(Location labeling records)
================

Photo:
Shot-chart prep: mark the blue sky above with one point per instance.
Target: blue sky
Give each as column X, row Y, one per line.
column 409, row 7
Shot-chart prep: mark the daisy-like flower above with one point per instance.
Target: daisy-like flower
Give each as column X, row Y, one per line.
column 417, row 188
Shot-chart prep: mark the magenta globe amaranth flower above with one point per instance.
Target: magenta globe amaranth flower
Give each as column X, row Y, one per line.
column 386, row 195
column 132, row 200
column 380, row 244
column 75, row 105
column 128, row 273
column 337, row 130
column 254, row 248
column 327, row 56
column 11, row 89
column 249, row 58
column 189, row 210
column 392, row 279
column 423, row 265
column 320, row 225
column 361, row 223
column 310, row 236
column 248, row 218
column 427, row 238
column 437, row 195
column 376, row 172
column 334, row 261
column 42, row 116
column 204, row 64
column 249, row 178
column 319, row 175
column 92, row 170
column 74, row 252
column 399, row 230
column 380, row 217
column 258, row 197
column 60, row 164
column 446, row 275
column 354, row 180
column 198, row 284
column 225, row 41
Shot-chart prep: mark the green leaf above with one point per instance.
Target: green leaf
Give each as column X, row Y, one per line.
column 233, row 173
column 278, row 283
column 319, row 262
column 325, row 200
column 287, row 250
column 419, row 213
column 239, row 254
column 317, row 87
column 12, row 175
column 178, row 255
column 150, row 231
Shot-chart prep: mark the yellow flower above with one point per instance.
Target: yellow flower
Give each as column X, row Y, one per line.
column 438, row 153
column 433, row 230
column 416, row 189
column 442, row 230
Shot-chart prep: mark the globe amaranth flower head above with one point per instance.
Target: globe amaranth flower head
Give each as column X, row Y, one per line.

================

Can you rewrite all of the lines above, changing every "Shot-chart prep" to "Annotation prep" and leaving everything else as it is?

Photo:
Annotation prep: mark the blue sky above with one point per instance.
Target: blue sky
Give each as column X, row Y, one per line.
column 409, row 7
Annotation prep: mark the daisy-like flower above with one point per instance.
Target: daisy-like flower
Give each as column X, row Y, one per line.
column 417, row 188
Annotation prep: mark the magenta globe amaranth flower above with one point per instance.
Target: magenta globe amaranth flower
Give each as column X, row Y, one per line.
column 386, row 195
column 132, row 200
column 380, row 244
column 75, row 105
column 128, row 273
column 337, row 130
column 254, row 248
column 327, row 56
column 11, row 89
column 249, row 58
column 189, row 210
column 392, row 279
column 423, row 265
column 320, row 225
column 361, row 223
column 310, row 236
column 248, row 218
column 427, row 238
column 437, row 195
column 376, row 172
column 334, row 261
column 42, row 116
column 204, row 64
column 249, row 178
column 319, row 175
column 92, row 170
column 74, row 252
column 399, row 230
column 380, row 217
column 258, row 197
column 60, row 164
column 446, row 275
column 354, row 180
column 198, row 284
column 225, row 41
Annotation prep: mark the green leaf above with one point per instance.
Target: green leaf
Give each as column X, row Y, one per line.
column 233, row 173
column 278, row 283
column 319, row 262
column 325, row 200
column 287, row 250
column 419, row 213
column 239, row 254
column 317, row 87
column 12, row 175
column 178, row 255
column 150, row 231
Annotation prep: mark the yellow flower above with one point per instance.
Target: yellow flower
Give each as column X, row Y, one per line.
column 438, row 153
column 433, row 230
column 416, row 189
column 442, row 230
Annotation prep: mark the globe amaranth flower head above with one point per instance.
Target: globe amaranth flower head
Give each as column X, row Y, one per line.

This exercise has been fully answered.